• _Task goal_
Be exact. Print each record as it stands.

-------- Task material --------

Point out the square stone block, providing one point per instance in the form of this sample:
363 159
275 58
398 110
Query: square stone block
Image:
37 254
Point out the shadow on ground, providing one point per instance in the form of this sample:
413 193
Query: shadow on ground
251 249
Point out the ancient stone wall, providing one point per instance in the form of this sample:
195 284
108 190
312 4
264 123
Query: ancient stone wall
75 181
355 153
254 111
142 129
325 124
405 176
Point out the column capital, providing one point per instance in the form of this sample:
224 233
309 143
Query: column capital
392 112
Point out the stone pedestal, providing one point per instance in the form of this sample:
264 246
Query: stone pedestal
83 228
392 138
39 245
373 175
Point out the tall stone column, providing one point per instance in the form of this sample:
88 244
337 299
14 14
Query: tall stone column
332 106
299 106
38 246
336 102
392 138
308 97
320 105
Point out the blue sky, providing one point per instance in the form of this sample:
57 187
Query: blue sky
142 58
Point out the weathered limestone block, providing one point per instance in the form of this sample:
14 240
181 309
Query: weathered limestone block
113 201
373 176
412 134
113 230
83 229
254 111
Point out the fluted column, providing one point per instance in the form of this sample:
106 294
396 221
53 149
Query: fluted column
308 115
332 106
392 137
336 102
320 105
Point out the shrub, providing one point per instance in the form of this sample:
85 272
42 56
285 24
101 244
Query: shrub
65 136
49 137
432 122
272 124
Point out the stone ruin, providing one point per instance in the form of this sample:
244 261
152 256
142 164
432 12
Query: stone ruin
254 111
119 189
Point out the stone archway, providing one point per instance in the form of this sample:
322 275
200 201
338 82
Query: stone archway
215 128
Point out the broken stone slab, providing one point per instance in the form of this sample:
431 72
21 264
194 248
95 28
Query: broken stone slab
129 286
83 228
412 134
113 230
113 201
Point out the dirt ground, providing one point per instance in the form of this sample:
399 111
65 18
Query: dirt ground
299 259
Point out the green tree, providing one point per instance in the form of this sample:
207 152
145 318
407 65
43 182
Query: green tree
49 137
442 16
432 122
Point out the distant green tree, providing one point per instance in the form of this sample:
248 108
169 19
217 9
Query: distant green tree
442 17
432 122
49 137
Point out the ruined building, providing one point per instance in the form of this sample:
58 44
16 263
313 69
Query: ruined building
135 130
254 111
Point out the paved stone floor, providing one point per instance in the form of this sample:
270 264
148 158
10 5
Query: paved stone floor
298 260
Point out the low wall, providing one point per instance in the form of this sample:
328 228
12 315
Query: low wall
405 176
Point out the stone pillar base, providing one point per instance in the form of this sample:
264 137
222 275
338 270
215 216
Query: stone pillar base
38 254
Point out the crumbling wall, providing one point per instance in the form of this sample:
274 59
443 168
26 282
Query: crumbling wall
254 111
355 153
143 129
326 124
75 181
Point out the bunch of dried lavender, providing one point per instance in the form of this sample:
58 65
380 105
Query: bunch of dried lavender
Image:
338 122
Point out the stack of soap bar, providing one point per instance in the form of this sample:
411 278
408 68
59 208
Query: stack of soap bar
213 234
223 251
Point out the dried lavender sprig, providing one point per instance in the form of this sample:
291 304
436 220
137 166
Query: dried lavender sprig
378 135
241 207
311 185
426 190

--------

• _Result below_
Point out the square stone block, providing one point per instance in the form of this sample:
363 159
275 58
398 110
Query: square stone block
Image:
37 254
Point out the shadow on ground, providing one point per instance in the form of this sample:
413 193
Query: shadow on ground
251 249
Point out the ancient stone wall, providing one point per instance in the form of this sample:
195 284
108 190
312 4
264 123
Query: ancient stone wall
75 181
355 153
254 111
142 129
325 124
405 176
Point out the column capital, providing one point per instance in the form of this sample:
224 233
309 143
Query: column capital
392 112
Point out the stone pedestal, providing one point per instance in the form of this sample:
264 246
Query: stone pedestal
83 228
392 138
39 245
373 175
Point out the tall stone column, providing one point per instance in the form of this sample:
88 244
337 299
14 14
Query: tall stone column
332 106
299 106
38 246
336 102
392 138
308 97
320 105
Point out the blue sky, providing one point per instance in the form of this sample:
57 187
Query: blue sky
142 58
Point out the weathered limestone block, providing one point per instance in the form of this sample:
14 240
181 309
Query: weathered limestone block
113 201
373 176
412 134
113 230
83 229
254 111
Point out the fluted column, providing one point per instance in the form of this sample:
106 294
396 221
53 149
Query: fluted column
308 115
332 106
392 137
336 102
320 105
Point out the shrub, providing one point per instance in the form of this sample:
85 272
42 56
285 24
101 244
Query: shrub
65 136
49 137
432 122
272 124
Point out the stone ruin, providing one point per instance in the form of this sample:
244 261
152 256
142 164
432 12
Query: stone ruin
254 111
119 189
Point out the stone archway, providing one point per instance in the form of this sample:
322 275
200 201
338 82
Query: stone archway
215 128
Point out the broken stone slab, providing one point per instance in the form of this sample:
431 72
21 264
194 248
95 28
Query: broken stone slab
129 286
83 228
412 134
113 230
113 201
Point out the dirt ground, providing one point per instance in the form of this sample:
399 111
65 18
Query: dirt ground
299 259
Point out the green tree, providing one point per instance in the form of this sample:
207 152
145 318
407 65
43 182
Query: green tree
49 137
442 16
432 122
Point out the distant green tree, providing one point per instance in the form of this sample:
248 108
169 19
217 9
Query: distant green tree
442 17
432 122
49 137
Point out the ruined building, providing one point per instance in the form of this sample:
58 44
16 263
313 69
Query: ruined building
135 130
254 111
Point out the paved stone floor, providing one point per instance in the form of this sample:
270 264
148 158
10 5
Query: paved stone floor
298 260
Point out the low wall, providing one point per instance in the form of this sample:
328 228
12 315
Query: low wall
405 176
Point out the stone pillar base, providing one point per instance in the form of this sample:
264 137
222 275
338 270
215 216
Query: stone pillar base
38 254
Point out the crumbling wall, providing one point per instance in the form of this sample:
274 59
443 168
26 282
Query: crumbling wall
254 111
355 153
143 129
326 124
75 181
Point out the bunch of dried lavender, providing one point per instance in the form of this sample:
58 65
380 105
Query: bunch of dried lavender
Image:
338 122
Point out the stack of soap bar, providing one point per instance in the form of this sample:
411 278
408 68
59 208
Query: stack of soap bar
213 234
223 251
Point out the dried lavender sprig, providing one point per instance in the form of this sample:
291 304
436 220
137 166
Query: dried lavender sprig
378 135
241 207
311 185
426 190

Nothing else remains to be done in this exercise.